# [Written exercise]
In the data below, copy out word for word everything from the line containing "task: segment every instance of the man" down to the line containing "M 163 297 L", with both of those lines included.

---------------

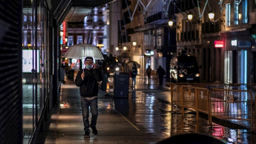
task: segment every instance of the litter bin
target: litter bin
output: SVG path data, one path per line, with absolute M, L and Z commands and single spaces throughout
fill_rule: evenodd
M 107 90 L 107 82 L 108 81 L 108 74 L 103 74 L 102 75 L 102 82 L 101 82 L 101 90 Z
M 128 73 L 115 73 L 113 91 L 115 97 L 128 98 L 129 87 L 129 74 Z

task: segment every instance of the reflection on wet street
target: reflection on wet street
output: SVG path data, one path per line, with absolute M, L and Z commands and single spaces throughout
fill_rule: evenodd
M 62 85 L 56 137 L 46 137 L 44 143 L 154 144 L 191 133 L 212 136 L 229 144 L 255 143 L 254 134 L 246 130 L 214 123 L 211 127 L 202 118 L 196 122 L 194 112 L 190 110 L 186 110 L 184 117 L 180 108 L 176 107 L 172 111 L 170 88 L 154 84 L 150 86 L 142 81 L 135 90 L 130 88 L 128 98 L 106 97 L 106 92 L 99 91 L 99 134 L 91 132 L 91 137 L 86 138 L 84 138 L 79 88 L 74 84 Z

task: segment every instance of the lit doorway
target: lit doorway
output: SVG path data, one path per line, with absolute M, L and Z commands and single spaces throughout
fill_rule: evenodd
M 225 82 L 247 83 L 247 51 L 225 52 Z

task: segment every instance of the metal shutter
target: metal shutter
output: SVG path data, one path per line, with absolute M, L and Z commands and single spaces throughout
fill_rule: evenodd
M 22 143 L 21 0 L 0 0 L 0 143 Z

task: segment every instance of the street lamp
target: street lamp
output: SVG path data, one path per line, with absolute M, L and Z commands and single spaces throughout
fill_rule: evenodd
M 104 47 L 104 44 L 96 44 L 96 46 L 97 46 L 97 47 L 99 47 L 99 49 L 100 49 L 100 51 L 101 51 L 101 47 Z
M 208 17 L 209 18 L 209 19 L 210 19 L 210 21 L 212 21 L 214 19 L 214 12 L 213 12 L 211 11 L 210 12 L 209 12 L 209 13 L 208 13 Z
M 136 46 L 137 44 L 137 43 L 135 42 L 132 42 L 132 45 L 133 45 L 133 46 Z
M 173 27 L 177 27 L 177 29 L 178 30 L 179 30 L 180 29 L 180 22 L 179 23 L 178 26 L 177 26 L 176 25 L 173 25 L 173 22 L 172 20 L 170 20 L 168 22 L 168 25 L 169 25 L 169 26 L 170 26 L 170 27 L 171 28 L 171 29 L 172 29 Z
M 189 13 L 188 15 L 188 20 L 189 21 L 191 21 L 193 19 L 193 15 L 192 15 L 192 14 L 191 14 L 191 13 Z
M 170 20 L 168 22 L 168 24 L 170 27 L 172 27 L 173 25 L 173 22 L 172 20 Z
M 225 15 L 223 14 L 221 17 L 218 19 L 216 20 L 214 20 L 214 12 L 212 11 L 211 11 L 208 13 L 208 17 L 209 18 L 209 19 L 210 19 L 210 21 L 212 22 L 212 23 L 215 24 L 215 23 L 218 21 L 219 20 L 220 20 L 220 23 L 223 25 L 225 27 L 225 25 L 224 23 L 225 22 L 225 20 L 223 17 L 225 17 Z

---------------

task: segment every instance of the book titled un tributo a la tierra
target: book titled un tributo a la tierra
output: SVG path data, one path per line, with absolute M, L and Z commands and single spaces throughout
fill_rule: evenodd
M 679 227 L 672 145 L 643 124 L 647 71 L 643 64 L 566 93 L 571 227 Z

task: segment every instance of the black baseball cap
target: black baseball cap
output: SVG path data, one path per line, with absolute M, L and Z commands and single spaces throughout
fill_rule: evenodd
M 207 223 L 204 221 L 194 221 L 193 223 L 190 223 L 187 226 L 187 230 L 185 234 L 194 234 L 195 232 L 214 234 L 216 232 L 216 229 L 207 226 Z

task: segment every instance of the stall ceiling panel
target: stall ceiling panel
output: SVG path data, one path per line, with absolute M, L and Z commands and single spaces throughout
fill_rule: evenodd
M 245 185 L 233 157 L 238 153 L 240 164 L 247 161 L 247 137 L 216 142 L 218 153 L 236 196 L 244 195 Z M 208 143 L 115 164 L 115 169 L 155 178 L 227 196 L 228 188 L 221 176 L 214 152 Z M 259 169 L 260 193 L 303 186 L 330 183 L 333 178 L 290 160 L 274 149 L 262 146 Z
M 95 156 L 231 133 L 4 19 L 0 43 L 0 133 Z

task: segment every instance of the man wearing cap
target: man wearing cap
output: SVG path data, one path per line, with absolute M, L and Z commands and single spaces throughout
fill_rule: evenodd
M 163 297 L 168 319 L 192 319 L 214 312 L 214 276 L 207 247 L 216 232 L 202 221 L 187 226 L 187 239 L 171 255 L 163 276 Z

---------------

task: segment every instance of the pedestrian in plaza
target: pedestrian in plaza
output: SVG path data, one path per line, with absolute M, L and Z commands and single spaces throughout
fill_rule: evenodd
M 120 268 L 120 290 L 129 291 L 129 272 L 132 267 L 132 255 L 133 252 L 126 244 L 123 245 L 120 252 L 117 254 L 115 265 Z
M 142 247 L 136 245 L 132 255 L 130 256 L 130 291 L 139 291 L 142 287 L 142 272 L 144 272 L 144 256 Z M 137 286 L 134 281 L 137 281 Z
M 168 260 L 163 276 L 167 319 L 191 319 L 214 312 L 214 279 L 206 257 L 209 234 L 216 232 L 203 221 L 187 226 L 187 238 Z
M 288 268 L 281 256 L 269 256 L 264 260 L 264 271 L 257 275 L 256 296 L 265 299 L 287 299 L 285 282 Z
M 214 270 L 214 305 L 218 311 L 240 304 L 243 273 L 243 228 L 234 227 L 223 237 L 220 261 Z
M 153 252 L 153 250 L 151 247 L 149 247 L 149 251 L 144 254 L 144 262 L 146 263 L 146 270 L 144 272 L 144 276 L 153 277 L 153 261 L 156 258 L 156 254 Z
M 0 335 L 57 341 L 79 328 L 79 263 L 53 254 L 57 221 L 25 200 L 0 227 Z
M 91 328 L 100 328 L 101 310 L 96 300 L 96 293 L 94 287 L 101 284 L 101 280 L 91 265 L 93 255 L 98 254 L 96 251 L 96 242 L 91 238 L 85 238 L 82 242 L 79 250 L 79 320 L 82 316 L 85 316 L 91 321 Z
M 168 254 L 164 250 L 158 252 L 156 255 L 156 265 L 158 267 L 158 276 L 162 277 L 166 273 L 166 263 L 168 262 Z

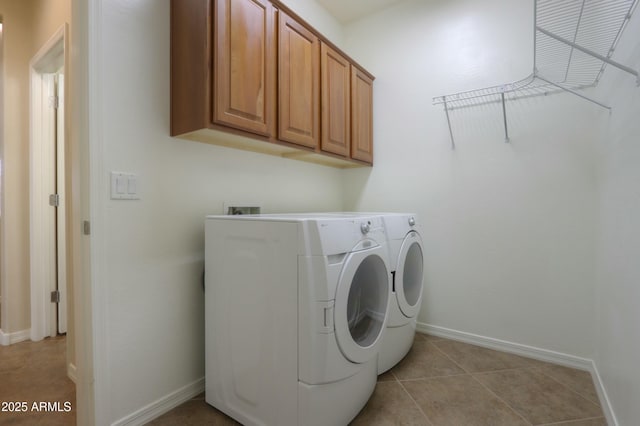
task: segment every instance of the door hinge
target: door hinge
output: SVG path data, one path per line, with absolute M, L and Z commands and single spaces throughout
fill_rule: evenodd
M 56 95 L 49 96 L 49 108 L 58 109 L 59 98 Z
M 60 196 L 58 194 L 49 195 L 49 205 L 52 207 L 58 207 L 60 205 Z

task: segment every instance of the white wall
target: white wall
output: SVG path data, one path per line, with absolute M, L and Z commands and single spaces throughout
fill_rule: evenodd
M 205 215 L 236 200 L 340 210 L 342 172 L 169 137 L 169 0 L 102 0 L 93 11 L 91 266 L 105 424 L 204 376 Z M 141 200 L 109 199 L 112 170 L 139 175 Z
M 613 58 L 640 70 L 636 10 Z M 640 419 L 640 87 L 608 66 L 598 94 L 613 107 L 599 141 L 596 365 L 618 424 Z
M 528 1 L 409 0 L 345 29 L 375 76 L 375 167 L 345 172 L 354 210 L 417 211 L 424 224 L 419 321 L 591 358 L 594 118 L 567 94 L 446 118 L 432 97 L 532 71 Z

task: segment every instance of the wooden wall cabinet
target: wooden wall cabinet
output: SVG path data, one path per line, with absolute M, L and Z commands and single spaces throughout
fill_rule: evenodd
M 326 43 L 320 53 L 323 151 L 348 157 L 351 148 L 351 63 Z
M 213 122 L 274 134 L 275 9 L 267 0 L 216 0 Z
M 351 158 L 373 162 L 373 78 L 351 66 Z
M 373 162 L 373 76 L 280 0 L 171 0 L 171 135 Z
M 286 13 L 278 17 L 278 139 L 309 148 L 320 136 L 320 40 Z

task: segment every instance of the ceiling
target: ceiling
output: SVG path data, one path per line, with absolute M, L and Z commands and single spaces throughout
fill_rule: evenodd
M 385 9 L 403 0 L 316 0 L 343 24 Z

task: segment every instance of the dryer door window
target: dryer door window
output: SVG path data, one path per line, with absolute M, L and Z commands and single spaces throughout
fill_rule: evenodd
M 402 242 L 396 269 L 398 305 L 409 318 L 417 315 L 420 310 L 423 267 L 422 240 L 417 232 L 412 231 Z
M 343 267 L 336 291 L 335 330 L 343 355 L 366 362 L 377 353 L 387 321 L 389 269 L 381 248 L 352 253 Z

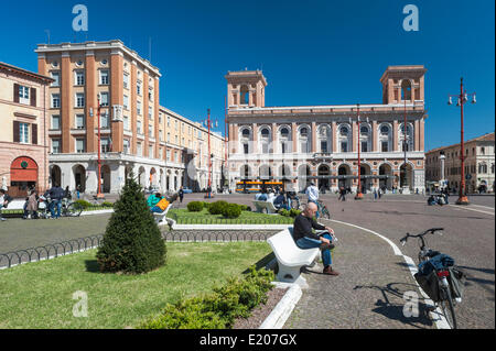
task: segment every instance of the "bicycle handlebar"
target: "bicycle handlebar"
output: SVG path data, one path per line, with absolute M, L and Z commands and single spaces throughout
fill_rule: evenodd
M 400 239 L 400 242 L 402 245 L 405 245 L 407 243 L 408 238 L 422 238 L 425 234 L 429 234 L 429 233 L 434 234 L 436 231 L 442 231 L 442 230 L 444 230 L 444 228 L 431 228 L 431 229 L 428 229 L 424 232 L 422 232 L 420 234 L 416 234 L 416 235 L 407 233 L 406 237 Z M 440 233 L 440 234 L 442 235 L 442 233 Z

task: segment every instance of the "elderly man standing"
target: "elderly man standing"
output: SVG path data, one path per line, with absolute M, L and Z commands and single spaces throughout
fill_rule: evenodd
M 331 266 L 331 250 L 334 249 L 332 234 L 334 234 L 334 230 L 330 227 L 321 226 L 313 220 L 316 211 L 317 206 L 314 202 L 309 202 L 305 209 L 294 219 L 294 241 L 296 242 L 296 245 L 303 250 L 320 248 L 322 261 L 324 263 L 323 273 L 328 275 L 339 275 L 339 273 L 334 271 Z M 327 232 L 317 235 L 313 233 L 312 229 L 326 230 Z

---------------

# [Response]
task: segment every instance of the man wearing cap
target: man wearing cap
output: SVG path data, one path per line, with absolute M, L and Z commands and single spaces throughout
fill_rule: evenodd
M 163 297 L 168 319 L 192 319 L 214 312 L 214 276 L 207 247 L 216 232 L 202 221 L 187 226 L 187 239 L 171 255 L 163 276 Z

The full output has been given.